▶ Exercise objective: Pull every line containing "snout" from the listing.

━━━━━━━━━━

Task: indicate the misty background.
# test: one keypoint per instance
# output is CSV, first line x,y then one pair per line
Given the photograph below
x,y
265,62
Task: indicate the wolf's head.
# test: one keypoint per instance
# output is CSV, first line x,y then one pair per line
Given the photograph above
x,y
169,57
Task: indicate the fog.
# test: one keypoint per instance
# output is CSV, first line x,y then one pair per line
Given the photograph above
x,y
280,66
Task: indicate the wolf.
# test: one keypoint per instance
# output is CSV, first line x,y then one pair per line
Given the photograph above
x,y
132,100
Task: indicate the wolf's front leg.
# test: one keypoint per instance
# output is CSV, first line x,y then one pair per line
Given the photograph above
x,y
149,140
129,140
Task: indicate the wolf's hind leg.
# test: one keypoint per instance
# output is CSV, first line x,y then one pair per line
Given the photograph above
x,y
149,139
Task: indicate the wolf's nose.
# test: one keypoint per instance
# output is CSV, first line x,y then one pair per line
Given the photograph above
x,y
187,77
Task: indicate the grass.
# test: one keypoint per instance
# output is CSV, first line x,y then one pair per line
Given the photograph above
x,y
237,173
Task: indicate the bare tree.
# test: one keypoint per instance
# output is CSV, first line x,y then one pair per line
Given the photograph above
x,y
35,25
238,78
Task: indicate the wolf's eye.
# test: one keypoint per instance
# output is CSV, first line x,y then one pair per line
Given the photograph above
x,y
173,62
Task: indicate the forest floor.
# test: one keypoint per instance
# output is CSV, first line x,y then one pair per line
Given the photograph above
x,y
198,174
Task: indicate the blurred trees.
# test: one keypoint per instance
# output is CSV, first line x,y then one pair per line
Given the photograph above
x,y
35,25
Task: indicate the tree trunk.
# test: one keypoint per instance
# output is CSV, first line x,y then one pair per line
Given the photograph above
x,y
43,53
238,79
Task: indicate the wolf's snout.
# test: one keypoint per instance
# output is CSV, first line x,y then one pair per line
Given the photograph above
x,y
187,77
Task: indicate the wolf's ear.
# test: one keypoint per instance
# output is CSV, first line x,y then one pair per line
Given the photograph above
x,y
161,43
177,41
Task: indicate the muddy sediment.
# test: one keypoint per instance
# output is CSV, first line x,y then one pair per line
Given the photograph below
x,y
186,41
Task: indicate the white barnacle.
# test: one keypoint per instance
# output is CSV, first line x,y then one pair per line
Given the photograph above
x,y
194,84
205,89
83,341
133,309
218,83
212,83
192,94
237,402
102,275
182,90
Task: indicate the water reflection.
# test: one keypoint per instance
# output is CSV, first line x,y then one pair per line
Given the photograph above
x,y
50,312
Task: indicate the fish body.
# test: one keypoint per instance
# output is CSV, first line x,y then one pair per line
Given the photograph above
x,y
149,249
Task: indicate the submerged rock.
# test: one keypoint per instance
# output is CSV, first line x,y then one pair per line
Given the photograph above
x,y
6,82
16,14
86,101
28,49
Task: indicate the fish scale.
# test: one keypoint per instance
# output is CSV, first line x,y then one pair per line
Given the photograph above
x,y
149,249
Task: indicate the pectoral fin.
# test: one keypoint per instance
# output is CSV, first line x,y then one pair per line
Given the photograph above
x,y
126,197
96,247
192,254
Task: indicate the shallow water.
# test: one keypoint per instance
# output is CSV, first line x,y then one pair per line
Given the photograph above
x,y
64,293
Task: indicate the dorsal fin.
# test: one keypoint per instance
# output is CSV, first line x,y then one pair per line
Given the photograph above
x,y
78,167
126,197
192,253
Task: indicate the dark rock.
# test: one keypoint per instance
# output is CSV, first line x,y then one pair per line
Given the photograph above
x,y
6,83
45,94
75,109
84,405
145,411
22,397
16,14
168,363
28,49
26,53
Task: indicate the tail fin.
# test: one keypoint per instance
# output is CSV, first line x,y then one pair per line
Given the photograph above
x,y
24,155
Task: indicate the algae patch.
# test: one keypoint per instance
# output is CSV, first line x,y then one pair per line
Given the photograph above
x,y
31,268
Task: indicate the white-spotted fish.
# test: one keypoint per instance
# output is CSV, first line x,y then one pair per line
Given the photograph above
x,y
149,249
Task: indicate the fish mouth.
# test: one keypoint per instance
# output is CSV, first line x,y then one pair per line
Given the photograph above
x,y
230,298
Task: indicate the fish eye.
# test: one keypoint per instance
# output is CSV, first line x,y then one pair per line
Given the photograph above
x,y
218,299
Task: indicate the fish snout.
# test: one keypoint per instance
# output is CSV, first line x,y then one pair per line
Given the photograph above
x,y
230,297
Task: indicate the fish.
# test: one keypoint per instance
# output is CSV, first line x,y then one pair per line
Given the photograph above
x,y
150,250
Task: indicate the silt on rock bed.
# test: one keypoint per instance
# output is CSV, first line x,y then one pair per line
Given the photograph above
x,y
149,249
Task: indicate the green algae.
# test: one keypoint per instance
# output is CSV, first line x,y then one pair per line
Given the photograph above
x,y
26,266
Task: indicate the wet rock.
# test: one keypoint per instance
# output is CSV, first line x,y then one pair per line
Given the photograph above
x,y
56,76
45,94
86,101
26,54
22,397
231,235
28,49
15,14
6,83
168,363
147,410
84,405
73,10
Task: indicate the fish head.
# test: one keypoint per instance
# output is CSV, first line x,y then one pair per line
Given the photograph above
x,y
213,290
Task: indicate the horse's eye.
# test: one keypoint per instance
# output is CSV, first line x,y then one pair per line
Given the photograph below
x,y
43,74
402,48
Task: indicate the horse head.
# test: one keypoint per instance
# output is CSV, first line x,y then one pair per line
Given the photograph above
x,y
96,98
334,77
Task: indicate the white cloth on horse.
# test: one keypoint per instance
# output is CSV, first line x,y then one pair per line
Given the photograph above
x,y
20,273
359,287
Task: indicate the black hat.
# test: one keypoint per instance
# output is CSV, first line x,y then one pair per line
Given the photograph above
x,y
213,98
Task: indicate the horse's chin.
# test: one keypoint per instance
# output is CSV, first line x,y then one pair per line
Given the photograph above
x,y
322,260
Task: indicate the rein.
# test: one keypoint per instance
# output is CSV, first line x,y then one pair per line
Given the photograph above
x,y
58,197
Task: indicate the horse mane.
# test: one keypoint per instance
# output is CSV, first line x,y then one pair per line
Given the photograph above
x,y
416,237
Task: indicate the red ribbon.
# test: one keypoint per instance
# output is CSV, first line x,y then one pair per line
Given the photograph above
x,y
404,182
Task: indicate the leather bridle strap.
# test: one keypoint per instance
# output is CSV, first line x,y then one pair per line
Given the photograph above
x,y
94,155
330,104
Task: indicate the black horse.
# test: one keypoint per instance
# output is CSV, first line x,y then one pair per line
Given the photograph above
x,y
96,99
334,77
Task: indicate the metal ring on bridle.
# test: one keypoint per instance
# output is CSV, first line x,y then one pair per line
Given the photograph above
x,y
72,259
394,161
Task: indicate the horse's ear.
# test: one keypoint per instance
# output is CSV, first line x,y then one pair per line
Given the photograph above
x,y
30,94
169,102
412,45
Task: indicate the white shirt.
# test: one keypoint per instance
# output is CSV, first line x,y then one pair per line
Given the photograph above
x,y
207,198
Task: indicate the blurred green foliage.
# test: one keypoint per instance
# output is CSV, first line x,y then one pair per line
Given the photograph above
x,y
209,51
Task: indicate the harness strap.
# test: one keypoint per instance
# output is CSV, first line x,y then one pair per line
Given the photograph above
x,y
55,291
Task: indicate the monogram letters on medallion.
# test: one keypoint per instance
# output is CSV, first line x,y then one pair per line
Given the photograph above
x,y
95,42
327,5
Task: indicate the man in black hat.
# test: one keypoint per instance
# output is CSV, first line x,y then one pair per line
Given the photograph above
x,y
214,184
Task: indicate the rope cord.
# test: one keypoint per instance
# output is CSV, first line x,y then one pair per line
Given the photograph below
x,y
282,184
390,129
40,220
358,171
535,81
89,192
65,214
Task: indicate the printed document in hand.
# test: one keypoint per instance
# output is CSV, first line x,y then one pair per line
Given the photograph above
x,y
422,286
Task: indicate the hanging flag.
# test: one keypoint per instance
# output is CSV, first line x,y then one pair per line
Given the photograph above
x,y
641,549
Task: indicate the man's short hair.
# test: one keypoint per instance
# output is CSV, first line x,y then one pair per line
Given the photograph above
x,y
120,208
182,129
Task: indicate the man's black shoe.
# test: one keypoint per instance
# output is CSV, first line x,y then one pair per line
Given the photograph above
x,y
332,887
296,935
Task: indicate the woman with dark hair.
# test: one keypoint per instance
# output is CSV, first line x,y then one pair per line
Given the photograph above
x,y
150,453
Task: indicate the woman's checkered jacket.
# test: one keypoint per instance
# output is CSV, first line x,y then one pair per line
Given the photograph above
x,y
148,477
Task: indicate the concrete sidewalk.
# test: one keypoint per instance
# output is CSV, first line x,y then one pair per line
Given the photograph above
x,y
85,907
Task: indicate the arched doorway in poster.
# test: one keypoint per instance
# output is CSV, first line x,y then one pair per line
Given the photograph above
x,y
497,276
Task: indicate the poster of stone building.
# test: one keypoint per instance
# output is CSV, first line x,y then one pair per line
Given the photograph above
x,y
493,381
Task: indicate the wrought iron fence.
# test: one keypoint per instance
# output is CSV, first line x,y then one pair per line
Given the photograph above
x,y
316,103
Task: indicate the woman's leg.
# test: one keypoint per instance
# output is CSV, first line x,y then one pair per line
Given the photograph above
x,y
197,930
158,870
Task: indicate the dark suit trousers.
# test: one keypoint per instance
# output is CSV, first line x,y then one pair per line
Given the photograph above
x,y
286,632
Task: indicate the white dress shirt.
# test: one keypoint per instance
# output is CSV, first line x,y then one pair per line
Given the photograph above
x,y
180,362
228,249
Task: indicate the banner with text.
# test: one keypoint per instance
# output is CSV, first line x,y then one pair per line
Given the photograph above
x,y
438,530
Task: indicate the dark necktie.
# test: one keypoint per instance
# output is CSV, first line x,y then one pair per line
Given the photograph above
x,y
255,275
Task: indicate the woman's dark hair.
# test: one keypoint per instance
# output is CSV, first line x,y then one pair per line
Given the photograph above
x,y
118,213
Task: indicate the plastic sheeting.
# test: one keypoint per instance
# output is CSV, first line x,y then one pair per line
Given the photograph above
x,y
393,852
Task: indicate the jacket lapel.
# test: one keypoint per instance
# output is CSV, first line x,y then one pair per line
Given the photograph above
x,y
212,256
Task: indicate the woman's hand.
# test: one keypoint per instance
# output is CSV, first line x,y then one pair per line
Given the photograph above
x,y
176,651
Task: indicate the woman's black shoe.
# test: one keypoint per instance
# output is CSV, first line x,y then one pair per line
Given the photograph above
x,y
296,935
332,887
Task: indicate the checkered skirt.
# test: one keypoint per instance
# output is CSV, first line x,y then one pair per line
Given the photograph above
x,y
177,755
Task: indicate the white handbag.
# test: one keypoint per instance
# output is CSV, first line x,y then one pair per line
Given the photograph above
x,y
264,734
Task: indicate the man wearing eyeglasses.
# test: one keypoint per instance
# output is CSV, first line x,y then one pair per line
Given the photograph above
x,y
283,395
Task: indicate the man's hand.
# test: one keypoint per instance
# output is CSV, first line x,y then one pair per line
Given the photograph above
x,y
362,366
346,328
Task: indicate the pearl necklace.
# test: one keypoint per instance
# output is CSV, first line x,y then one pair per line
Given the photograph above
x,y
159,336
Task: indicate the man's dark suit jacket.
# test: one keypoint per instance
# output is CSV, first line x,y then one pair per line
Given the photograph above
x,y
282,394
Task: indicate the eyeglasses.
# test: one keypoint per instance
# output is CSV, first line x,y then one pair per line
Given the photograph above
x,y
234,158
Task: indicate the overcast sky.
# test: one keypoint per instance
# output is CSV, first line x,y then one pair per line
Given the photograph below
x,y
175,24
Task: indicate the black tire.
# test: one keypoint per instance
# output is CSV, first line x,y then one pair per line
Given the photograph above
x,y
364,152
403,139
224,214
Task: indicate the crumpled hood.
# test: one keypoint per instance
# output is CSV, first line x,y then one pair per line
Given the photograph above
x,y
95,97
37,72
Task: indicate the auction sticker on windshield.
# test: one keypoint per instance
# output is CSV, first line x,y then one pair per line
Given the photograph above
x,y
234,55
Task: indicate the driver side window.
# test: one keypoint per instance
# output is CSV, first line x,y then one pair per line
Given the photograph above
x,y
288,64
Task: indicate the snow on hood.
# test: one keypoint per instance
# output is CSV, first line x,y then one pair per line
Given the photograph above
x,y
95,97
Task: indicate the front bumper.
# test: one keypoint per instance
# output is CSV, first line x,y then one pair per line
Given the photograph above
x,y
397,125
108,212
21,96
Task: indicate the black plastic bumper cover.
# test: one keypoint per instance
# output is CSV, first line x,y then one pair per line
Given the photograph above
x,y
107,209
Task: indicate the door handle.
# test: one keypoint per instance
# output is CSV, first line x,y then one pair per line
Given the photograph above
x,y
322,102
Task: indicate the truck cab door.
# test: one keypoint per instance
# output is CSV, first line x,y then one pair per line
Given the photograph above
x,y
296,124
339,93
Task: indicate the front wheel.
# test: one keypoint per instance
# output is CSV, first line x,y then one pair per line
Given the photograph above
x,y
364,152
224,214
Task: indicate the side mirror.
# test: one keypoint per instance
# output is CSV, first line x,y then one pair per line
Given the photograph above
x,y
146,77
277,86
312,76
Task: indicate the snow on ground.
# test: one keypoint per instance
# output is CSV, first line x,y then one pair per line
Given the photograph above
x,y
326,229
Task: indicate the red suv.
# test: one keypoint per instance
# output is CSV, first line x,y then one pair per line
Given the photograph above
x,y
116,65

━━━━━━━━━━

▶ Answer space:
Task: indicate the wolf's snout.
Task: indicate the fish snout.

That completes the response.